Short problem – Please arrange the rows below as a Markdown table with columns No. and Line, starting with the line that contains "Note to the class: mark the cluster" and going on through the end of the rows. Number each line and leave out blank lines.

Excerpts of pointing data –
▶

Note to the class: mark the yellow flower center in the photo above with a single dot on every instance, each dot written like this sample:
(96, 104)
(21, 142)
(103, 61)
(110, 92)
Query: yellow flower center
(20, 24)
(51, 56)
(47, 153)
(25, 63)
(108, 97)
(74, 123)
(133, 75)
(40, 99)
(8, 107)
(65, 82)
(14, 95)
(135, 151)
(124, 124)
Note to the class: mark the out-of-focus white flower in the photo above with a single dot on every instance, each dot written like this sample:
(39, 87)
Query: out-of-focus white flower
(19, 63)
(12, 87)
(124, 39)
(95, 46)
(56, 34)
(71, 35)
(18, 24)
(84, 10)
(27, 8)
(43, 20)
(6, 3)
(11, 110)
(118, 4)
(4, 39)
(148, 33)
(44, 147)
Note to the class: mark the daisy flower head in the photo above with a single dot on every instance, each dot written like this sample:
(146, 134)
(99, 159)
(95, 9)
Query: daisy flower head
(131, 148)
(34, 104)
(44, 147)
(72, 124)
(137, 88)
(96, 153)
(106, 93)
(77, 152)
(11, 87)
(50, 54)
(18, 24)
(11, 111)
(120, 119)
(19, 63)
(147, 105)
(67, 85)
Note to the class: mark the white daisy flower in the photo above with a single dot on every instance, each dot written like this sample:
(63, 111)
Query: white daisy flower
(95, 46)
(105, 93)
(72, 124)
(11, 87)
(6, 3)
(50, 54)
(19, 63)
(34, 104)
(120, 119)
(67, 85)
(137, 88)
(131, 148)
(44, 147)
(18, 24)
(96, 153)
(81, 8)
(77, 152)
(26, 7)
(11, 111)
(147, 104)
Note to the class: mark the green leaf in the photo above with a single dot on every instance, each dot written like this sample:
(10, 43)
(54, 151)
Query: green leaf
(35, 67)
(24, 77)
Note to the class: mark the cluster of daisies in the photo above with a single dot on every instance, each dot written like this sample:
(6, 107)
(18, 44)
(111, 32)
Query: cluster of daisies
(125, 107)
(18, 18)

◀

Result for this task –
| No. | Line |
|---|---|
| 1 | Note to the class: mark the cluster of daisies in the photo above with a single dot on every instance, each dot written like this sample: |
| 2 | (6, 107) |
| 3 | (18, 44) |
| 4 | (111, 32) |
| 5 | Query: cluster of daisies |
| 6 | (125, 107) |
| 7 | (18, 18) |